[Start of Reading passage]

Abstract

Due to an increased food production the demand for nitrogen and phosphorus as fertilizers grows. Nitrogen based fertilizers are produced with the Haber-Bosch process through industrial fixation of N2 into ammonia. Through wastewater treatment the nitrogen is finally released back to the atmosphere as N2 gas. This nitrogen cycle is characterized by drawbacks. The energy requirement is high, and in the wastewater treatment nitrogen is mainly converted to N2 gas and lost to the atmosphere. In this study technologies for nitrogen recovery from wastewater were selected based on four criteria: sustainability (energy use and N2O emissions), the potential to recover nitrogen in an applicable form, the maturity of the technology and the nitrogen concentration that can be handled by the technology. As in wastewater treatment the focus is also on the recovery of other resources, the interaction of nitrogen recovery with biogas production, phosphorus recovery and cellulose recovery was examined. The mutual interference of the several nitrogen recovery technologies was studied using adaptive policymaking. Most promising mature technologies that can be incorporated in existing wastewater treatment plants were struvite precipitation, treatment of digester reject water by air stripping, vacuum membrane filtration and hydrophobic membrane filtration, and treatment of air from thermal sludge drying, resulting respectively in 1.1%, 24%, 75%, 75% and 2.1% nitrogen recovery for the specific case wastewater treatment plant Amsterdam-West. The effects on sustainability were limited. Higher nitrogen recovery (60%) could be realized by separate urine collection, but this requires a completely new infrastructure for wastewater collection and treatment. It was concluded that different technologies in parallel are required to reach sustainable solutions. Nitrogen recovery does not interfere with recovery of the other resources. An adaptation pathways map is a good tool to take into account new developments, uncertainties and different ambitions when choosing technologies for nitrogen recovery.

[End of Reading passage]

Written task:
Answer these questions from the abstract on nitrogen recovery.
(a) Which process is used to produce nitrogen-based fertilizers?
(b) What level of nitrogen recovery could separate urine collection realize?
(c) Which tool does the abstract call good for taking into account new developments, uncertainties and different ambitions?

[Start of Supplied material]

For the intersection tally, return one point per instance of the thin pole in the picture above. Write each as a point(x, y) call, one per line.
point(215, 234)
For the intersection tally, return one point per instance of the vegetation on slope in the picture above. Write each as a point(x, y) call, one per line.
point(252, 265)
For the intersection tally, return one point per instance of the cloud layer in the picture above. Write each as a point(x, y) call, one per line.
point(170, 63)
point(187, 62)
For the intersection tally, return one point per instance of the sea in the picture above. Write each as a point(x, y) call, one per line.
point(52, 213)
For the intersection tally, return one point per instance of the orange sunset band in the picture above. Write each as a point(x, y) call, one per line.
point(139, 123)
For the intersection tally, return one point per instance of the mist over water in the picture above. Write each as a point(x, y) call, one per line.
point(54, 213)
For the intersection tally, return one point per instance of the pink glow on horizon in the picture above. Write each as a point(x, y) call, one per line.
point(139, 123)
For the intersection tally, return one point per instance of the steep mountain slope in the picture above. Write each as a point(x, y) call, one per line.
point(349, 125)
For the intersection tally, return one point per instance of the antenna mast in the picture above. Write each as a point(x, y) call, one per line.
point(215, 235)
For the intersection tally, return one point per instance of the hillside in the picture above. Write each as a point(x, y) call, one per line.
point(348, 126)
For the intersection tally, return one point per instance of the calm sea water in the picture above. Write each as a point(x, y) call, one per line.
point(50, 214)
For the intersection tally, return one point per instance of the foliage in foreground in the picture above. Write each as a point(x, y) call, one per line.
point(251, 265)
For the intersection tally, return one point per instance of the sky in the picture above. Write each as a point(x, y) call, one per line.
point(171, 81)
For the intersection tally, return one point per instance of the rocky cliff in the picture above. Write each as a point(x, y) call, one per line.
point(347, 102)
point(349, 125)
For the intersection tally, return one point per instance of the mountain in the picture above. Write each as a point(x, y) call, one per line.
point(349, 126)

[End of Supplied material]

Output below:
(a) The Haber-Bosch process, which fixes N2 into ammonia.
(b) 60%.
(c) An adaptation pathways map.